- [The task]:
Return every line of the data below that contains the string "arched", with each line written out in full.

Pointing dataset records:

§ §

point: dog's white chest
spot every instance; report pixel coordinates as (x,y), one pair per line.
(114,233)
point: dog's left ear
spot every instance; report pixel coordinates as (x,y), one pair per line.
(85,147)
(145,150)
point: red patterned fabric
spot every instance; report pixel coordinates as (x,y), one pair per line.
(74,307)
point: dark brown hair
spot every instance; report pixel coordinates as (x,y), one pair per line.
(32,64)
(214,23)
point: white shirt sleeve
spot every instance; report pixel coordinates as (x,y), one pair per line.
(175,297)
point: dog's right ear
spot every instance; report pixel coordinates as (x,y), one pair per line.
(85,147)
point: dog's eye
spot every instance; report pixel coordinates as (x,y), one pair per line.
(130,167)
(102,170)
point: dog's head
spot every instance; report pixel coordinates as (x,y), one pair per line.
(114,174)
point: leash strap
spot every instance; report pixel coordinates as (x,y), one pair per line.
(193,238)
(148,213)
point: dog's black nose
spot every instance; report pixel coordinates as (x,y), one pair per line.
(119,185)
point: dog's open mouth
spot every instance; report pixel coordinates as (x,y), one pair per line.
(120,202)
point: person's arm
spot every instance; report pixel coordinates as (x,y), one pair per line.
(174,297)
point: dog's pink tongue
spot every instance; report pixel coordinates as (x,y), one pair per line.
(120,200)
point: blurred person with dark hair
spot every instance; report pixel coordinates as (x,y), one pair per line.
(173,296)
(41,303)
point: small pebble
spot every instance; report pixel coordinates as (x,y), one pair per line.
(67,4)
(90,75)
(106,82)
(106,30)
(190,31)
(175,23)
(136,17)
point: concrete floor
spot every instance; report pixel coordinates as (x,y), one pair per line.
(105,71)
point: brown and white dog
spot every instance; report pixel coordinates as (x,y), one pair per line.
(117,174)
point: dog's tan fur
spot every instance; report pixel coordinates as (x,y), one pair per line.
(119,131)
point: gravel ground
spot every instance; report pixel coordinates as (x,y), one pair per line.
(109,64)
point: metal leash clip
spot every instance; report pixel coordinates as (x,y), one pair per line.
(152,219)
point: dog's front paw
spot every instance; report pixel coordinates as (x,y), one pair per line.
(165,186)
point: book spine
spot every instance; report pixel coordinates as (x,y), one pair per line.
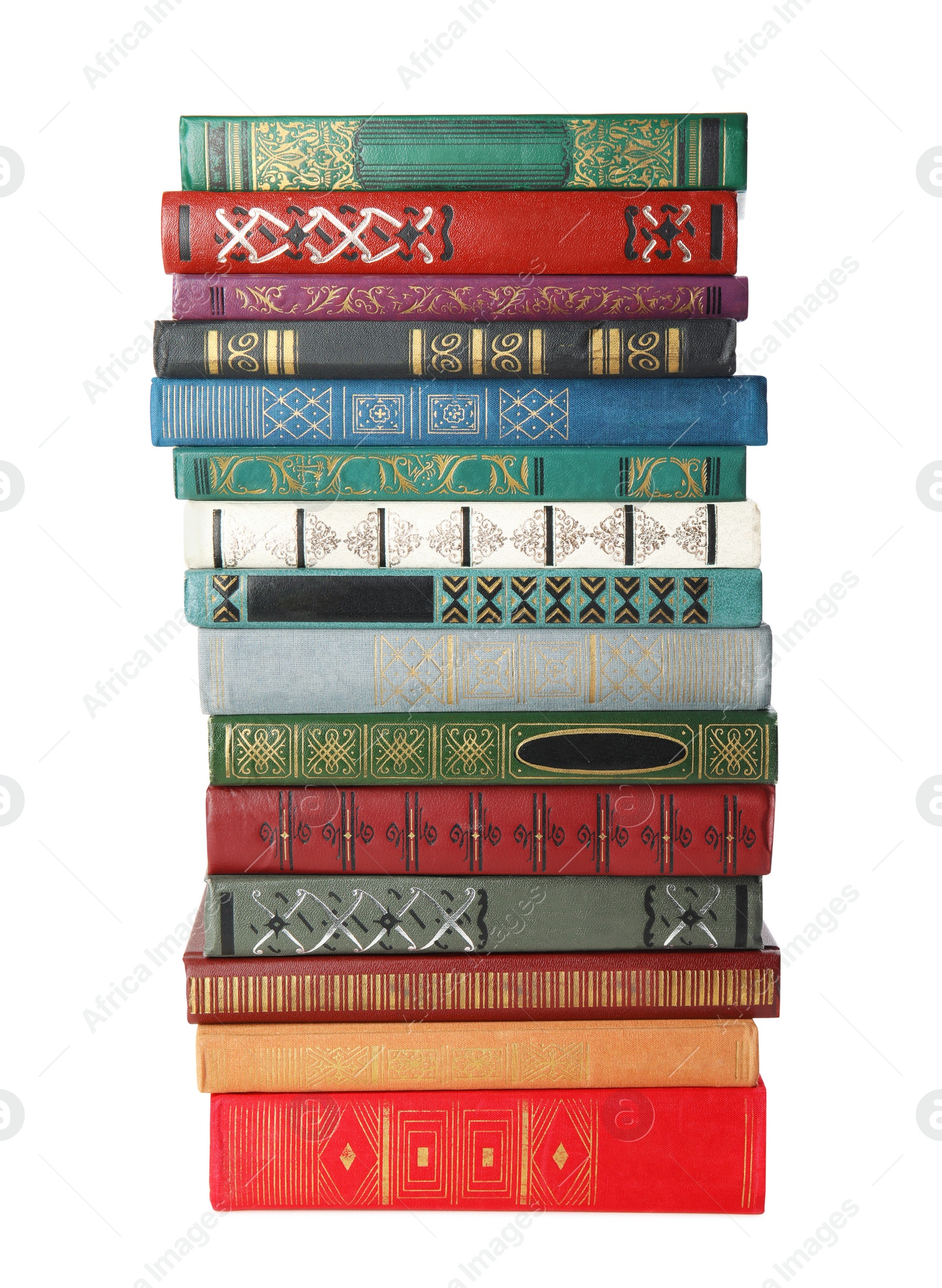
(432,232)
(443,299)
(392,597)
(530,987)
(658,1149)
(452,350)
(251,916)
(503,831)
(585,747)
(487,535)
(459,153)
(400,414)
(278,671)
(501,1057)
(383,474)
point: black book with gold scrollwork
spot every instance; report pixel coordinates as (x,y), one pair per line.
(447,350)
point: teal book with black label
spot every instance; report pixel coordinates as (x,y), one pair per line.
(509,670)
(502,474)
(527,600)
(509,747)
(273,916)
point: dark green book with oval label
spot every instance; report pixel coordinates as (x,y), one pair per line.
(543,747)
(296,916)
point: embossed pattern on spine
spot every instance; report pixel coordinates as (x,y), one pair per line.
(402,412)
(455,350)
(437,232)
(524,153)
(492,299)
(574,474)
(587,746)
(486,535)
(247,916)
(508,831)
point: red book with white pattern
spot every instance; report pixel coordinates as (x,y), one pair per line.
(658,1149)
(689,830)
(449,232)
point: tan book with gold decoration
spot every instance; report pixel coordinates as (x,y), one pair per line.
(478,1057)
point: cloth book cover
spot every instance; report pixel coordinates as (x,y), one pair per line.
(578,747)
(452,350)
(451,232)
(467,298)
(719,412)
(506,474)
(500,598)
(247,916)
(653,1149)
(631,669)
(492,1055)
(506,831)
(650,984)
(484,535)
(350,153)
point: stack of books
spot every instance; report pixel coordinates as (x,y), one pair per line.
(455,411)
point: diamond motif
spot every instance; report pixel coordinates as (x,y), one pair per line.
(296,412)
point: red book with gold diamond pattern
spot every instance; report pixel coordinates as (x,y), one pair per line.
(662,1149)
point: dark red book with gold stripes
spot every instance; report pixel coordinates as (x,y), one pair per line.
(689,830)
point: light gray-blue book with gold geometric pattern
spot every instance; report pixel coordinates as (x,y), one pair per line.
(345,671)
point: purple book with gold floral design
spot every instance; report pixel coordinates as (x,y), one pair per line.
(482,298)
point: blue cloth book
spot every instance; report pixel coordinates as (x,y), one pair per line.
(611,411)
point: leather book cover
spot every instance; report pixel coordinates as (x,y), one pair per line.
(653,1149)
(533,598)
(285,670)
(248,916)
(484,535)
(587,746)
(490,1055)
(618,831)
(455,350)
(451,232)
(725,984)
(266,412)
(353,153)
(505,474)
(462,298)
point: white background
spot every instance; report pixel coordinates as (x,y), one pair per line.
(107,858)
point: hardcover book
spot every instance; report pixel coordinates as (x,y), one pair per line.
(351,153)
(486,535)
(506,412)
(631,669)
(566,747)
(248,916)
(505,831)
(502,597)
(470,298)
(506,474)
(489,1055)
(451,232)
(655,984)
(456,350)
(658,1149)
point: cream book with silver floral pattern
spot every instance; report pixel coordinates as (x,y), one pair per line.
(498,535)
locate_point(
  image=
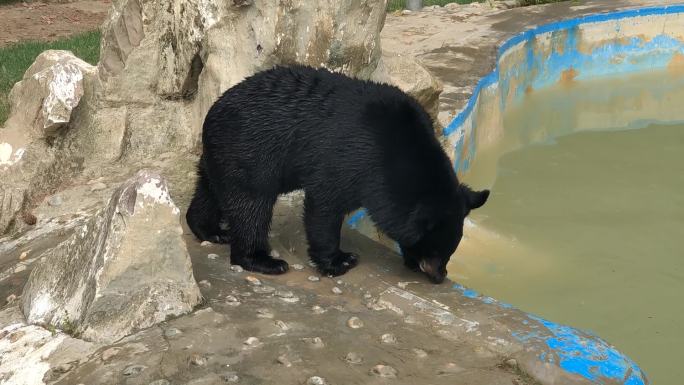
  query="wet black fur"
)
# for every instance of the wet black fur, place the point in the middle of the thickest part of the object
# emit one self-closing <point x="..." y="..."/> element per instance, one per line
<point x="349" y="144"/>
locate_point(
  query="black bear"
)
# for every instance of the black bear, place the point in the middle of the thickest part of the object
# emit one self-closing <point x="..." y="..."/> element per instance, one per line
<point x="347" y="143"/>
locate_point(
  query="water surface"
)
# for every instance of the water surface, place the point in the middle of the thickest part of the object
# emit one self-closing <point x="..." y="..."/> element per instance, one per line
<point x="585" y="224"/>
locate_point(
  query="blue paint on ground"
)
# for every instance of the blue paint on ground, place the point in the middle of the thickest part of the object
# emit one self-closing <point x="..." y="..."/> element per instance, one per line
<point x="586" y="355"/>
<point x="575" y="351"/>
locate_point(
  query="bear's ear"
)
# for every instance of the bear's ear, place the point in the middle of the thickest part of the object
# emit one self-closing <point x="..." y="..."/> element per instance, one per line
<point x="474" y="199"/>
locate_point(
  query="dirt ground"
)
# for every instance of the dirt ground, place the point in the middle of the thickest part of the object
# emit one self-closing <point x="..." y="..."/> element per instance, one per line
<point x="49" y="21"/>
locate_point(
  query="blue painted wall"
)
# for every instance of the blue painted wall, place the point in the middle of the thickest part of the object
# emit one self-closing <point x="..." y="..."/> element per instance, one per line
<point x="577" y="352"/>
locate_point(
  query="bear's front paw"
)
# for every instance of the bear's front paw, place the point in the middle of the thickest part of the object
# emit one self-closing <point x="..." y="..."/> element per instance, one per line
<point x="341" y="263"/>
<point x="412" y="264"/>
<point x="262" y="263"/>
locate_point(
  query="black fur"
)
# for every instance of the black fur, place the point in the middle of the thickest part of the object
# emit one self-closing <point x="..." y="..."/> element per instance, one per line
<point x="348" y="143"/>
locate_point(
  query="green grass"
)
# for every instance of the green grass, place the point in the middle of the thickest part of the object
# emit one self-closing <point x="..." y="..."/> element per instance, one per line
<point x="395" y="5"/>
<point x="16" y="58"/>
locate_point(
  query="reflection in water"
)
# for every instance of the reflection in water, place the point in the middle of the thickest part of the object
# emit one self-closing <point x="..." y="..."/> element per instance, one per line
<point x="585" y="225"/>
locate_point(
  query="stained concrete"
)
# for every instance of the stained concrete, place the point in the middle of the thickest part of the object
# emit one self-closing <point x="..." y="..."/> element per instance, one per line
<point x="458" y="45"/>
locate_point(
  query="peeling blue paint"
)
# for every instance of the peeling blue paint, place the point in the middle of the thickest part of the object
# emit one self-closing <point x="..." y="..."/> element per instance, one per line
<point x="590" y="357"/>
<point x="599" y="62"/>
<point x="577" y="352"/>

§ §

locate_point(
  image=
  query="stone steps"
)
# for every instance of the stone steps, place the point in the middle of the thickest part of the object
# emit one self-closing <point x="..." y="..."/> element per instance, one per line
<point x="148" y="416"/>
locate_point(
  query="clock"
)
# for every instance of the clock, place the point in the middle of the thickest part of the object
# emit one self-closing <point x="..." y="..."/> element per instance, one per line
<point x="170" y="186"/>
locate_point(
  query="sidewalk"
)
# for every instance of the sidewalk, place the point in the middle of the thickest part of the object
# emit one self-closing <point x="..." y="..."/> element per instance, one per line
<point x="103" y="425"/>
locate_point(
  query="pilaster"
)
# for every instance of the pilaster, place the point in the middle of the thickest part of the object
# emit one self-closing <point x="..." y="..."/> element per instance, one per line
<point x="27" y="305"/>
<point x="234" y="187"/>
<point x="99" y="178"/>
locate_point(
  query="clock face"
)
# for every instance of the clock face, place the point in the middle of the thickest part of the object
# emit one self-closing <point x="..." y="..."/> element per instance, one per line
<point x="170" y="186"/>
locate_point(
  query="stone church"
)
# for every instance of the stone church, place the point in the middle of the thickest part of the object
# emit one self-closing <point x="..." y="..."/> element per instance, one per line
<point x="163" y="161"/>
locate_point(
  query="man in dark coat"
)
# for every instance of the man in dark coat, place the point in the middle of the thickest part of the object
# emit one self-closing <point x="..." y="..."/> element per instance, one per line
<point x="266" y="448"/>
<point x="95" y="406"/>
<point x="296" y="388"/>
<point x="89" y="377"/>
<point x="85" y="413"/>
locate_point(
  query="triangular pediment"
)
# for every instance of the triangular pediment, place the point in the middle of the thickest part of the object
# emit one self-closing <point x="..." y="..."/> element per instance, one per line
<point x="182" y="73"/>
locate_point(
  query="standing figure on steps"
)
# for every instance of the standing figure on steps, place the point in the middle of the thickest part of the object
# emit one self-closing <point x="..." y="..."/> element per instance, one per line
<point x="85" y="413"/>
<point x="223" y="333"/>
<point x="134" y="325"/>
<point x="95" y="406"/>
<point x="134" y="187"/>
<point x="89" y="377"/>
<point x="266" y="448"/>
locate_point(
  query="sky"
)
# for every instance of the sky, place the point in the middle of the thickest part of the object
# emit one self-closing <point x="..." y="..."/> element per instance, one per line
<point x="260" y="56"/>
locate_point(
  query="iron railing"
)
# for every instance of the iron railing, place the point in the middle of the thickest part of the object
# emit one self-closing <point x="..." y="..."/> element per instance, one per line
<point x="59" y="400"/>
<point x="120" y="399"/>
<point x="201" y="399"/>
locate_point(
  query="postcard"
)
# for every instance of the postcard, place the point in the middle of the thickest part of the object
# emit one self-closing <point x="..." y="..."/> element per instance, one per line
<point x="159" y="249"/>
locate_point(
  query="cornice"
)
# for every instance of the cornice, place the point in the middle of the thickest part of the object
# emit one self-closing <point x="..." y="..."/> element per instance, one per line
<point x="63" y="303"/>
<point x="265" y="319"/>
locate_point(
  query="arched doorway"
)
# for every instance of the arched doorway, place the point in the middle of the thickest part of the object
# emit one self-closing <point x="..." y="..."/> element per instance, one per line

§ §

- [Response to the task]:
  query="arched doorway"
# for every instance of the arched doorway, place the point in the middle of the thickest part of the object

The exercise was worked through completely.